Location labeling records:
· · · · · · ·
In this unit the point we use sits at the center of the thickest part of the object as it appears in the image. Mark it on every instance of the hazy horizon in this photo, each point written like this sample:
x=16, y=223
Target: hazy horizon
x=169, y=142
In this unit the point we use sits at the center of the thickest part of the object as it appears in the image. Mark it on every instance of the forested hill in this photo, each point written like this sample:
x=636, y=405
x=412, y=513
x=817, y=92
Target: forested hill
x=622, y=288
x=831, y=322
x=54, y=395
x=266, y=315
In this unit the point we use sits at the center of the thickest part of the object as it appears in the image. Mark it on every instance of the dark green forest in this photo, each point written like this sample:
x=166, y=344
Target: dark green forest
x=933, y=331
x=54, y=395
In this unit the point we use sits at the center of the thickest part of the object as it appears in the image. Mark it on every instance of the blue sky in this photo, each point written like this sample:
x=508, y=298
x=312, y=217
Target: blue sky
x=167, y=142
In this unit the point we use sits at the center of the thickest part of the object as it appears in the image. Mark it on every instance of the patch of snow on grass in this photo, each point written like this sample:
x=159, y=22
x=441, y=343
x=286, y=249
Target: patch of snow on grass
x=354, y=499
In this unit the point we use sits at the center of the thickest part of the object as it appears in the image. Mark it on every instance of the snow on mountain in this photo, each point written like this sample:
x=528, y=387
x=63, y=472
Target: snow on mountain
· · · · · · ·
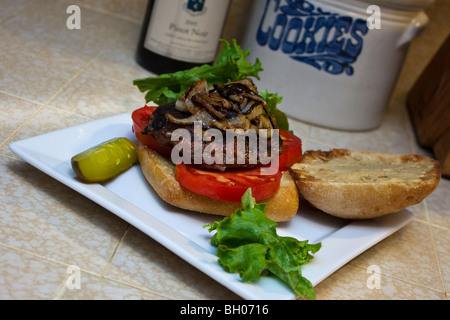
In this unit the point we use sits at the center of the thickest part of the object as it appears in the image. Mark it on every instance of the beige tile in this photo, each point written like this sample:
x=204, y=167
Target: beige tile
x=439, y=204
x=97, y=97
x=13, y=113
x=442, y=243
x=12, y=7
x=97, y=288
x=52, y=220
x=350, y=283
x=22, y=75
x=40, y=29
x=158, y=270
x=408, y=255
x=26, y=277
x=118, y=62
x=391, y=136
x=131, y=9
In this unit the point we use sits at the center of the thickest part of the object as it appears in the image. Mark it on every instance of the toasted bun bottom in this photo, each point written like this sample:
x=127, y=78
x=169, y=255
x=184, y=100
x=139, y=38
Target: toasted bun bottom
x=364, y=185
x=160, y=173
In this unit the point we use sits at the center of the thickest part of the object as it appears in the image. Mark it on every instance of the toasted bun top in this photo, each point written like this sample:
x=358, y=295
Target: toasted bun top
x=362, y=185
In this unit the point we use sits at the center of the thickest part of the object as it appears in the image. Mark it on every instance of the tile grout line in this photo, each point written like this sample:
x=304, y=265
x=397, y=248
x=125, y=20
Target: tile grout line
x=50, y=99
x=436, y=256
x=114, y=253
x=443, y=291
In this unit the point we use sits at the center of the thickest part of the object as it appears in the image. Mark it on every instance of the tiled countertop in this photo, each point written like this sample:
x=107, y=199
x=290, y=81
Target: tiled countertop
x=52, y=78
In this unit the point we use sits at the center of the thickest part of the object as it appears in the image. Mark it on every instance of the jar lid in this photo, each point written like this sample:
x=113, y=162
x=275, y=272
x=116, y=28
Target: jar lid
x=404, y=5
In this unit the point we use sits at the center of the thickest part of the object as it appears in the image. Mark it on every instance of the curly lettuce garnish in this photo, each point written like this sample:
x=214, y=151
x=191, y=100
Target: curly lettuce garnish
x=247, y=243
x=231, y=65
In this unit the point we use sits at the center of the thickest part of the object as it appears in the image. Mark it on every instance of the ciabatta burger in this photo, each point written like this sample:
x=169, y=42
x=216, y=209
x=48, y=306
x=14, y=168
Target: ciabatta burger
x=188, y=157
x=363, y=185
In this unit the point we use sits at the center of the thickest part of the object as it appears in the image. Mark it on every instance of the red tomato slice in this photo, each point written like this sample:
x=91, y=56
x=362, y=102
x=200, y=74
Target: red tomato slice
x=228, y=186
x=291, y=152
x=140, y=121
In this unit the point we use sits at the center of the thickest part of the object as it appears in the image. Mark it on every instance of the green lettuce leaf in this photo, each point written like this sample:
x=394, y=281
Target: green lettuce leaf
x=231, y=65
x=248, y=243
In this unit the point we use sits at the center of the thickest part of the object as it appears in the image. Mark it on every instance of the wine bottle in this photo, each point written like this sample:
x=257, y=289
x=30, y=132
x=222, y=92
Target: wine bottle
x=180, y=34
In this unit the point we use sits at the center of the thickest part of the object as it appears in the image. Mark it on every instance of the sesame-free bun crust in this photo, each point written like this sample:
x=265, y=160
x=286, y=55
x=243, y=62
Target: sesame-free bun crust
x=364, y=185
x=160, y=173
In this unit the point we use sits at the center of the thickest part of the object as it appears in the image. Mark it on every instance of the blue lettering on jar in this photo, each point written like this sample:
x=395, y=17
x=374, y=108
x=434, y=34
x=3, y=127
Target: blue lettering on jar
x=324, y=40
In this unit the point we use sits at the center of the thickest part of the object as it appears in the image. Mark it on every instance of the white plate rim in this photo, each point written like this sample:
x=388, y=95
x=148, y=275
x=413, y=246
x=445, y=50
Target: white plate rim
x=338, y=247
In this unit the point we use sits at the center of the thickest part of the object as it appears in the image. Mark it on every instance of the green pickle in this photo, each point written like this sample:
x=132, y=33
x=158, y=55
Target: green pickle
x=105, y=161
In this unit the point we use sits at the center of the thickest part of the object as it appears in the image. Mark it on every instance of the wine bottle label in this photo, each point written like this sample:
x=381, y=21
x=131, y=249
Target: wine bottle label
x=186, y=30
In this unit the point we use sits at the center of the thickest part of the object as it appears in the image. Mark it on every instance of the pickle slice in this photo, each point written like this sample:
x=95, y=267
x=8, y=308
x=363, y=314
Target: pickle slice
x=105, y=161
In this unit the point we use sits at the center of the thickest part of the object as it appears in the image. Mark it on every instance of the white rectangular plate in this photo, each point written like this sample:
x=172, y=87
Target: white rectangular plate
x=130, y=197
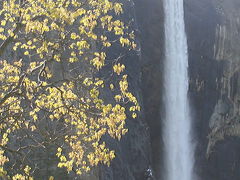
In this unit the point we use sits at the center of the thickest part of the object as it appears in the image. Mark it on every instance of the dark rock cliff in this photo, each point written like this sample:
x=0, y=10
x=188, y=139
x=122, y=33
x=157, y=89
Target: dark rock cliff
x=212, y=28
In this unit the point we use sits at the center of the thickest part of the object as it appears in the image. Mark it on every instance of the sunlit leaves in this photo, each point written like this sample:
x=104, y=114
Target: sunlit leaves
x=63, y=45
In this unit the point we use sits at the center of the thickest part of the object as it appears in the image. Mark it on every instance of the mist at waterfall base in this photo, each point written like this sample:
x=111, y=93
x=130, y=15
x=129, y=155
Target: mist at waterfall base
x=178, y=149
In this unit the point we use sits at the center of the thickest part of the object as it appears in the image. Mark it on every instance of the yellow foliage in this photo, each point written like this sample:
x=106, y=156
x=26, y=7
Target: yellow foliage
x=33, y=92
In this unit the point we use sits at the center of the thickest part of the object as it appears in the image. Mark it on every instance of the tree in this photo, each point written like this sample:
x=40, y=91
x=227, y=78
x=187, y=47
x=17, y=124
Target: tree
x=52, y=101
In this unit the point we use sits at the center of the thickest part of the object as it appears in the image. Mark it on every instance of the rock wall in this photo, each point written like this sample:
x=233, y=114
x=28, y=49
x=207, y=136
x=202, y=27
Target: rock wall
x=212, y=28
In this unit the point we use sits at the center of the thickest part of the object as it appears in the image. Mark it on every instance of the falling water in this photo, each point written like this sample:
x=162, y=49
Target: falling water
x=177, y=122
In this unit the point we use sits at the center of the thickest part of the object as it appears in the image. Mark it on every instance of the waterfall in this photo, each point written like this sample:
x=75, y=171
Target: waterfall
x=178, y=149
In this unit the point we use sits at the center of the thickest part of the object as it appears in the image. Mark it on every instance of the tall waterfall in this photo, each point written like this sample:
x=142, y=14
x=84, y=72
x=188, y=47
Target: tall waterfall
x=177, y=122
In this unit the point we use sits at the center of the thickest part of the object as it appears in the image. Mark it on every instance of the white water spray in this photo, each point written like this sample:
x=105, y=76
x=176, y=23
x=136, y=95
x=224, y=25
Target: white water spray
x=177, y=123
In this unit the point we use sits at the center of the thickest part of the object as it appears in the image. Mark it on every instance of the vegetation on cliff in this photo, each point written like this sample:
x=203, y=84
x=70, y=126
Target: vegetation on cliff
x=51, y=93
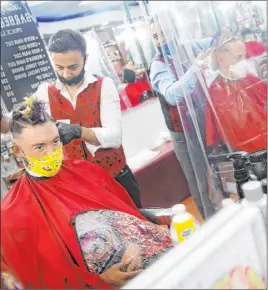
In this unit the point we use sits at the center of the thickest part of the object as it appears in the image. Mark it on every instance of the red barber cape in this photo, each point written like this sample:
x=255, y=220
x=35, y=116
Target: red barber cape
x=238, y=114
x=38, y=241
· · · · · · ·
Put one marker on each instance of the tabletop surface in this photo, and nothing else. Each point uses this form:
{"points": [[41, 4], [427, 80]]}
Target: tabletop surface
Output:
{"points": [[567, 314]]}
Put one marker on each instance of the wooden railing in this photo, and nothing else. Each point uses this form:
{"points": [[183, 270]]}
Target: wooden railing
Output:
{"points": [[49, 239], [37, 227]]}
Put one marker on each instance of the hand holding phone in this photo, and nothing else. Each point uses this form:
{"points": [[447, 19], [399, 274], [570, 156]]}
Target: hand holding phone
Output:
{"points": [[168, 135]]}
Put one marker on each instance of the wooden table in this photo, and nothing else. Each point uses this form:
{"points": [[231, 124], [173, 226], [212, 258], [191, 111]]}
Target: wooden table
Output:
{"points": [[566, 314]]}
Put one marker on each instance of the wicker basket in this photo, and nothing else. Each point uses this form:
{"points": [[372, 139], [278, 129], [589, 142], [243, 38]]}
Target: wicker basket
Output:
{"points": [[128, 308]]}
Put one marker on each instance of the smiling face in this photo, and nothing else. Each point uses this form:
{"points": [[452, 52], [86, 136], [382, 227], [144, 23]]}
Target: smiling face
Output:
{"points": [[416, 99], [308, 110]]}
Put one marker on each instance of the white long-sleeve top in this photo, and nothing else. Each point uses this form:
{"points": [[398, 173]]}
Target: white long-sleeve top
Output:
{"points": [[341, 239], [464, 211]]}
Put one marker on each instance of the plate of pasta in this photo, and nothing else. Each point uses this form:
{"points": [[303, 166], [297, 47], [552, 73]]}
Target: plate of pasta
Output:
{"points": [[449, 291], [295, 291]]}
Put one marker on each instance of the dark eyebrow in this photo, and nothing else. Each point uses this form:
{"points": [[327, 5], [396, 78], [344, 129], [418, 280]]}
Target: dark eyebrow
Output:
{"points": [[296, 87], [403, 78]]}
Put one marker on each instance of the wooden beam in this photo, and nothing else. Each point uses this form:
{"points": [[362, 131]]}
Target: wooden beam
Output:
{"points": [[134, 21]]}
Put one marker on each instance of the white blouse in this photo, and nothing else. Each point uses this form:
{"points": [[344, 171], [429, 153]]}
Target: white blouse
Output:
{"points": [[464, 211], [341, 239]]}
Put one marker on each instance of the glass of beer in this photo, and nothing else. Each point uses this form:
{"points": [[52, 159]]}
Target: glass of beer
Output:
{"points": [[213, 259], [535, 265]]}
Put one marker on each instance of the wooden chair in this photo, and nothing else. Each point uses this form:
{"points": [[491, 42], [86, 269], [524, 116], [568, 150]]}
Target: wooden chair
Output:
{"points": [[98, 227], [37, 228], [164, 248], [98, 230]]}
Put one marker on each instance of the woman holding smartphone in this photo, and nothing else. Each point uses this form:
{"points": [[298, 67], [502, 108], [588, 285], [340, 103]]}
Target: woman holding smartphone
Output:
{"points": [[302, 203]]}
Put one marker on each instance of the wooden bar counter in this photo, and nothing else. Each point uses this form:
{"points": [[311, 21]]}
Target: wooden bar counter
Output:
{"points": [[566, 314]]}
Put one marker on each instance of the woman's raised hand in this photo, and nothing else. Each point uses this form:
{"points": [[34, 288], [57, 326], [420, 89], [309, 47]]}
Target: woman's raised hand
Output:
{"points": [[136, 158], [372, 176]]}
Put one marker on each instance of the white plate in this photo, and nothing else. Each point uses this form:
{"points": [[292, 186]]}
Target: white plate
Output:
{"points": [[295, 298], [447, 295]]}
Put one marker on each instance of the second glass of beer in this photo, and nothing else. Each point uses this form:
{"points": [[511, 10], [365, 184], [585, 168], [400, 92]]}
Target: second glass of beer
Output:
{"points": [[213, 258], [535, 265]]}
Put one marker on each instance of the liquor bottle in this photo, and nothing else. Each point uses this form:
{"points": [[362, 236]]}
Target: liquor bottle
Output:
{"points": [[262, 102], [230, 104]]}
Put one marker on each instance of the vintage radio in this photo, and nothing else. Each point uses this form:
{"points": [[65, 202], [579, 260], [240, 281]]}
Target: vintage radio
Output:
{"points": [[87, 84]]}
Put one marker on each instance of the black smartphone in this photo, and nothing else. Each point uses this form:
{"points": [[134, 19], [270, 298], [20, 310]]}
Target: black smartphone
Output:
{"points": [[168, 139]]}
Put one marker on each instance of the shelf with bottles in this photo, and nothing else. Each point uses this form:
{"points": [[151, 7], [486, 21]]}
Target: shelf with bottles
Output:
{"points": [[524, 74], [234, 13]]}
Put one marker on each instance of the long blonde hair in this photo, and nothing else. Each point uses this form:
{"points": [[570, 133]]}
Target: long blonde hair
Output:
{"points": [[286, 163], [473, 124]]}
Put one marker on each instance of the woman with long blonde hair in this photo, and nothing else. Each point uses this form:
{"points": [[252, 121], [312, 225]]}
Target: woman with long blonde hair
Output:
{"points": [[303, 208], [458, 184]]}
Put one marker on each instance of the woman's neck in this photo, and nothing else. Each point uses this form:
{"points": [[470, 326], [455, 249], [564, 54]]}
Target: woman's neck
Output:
· · · · · · ·
WHAT YOU HAVE TO DO:
Rescale the stretch from the line containing "the blue sky" through the line containing "x=354, y=499", reproducing every line including the requests. Multiply each answer coordinate by 1.75 and round to a whole number with halves going up, leaving the sample points in the requests unchanged.

REPLY:
In this unit the point we use sits at the center of the thickest part of the object as it appears in the image. Mark it on every instance of the blue sky in this photo, each point written like this sample:
x=508, y=298
x=312, y=217
Target: blue sky
x=292, y=249
In this unit the point we use sits at the center of the thickest part of the object as it appears in the image. Mark it on every instance of the patch of snow on grass in this photo, each point written like this sample:
x=159, y=22
x=441, y=343
x=286, y=249
Target: patch of snow on grass
x=620, y=873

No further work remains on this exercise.